THE INPUT

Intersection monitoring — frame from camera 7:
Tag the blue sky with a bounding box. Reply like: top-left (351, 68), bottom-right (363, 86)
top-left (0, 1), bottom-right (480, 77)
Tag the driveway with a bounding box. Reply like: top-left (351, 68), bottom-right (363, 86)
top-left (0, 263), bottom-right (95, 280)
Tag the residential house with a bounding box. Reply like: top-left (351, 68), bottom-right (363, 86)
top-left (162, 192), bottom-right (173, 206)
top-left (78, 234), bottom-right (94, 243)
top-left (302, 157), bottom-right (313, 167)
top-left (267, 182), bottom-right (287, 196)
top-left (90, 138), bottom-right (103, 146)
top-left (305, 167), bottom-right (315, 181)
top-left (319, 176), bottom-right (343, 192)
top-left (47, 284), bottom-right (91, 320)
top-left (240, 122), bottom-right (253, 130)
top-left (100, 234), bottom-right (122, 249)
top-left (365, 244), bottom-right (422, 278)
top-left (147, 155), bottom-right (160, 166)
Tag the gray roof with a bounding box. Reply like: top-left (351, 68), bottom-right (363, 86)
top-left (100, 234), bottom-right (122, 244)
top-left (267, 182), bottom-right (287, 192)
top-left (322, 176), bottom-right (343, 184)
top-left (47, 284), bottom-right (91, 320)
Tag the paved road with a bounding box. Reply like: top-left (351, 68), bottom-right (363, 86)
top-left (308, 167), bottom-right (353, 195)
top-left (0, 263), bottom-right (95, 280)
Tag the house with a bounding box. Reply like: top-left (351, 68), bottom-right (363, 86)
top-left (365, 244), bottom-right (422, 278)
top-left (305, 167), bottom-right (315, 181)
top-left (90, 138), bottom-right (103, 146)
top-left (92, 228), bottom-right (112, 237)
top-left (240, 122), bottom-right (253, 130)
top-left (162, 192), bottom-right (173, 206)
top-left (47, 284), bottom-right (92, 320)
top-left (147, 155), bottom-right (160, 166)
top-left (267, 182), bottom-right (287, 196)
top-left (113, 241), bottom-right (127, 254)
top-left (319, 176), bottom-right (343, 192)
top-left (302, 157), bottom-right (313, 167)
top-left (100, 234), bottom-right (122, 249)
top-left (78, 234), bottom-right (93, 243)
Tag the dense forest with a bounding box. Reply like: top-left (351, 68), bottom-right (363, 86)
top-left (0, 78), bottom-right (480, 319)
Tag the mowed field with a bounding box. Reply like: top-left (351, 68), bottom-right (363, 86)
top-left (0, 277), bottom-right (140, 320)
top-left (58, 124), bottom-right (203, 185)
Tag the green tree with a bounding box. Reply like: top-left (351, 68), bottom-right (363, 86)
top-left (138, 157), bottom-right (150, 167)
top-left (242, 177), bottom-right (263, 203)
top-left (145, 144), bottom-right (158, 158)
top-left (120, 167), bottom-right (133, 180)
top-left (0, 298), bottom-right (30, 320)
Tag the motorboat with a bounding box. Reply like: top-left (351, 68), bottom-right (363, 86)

TASK STATEMENT
Write out the entries above word for word, starting at the line containing "Tag the gray" and ending at the line containing "top-left (58, 124), bottom-right (203, 185)", with both of those lines included.

EXERCISE ANSWER
Tag the gray roof with a bounding box. Reply like: top-left (351, 68), bottom-right (363, 86)
top-left (100, 234), bottom-right (122, 244)
top-left (267, 182), bottom-right (287, 192)
top-left (322, 176), bottom-right (343, 184)
top-left (47, 284), bottom-right (91, 320)
Tag the paved road with a bounding box. Reply like: top-left (351, 68), bottom-right (363, 86)
top-left (308, 167), bottom-right (353, 195)
top-left (0, 263), bottom-right (95, 280)
Tag the house with a bounding box. Reply like: top-left (351, 68), bottom-right (363, 86)
top-left (365, 244), bottom-right (422, 278)
top-left (305, 167), bottom-right (315, 181)
top-left (90, 138), bottom-right (103, 146)
top-left (92, 228), bottom-right (112, 237)
top-left (240, 122), bottom-right (253, 130)
top-left (162, 192), bottom-right (173, 206)
top-left (47, 284), bottom-right (92, 320)
top-left (147, 155), bottom-right (160, 166)
top-left (267, 182), bottom-right (287, 196)
top-left (113, 241), bottom-right (127, 254)
top-left (319, 176), bottom-right (343, 192)
top-left (302, 157), bottom-right (313, 167)
top-left (100, 234), bottom-right (122, 249)
top-left (78, 234), bottom-right (93, 243)
Tag the dense forest with a bounding box. Reply like: top-left (351, 68), bottom-right (363, 86)
top-left (0, 78), bottom-right (480, 319)
Tag the mowed field with a bounding box. Reply like: top-left (351, 68), bottom-right (363, 86)
top-left (0, 277), bottom-right (140, 320)
top-left (58, 124), bottom-right (203, 185)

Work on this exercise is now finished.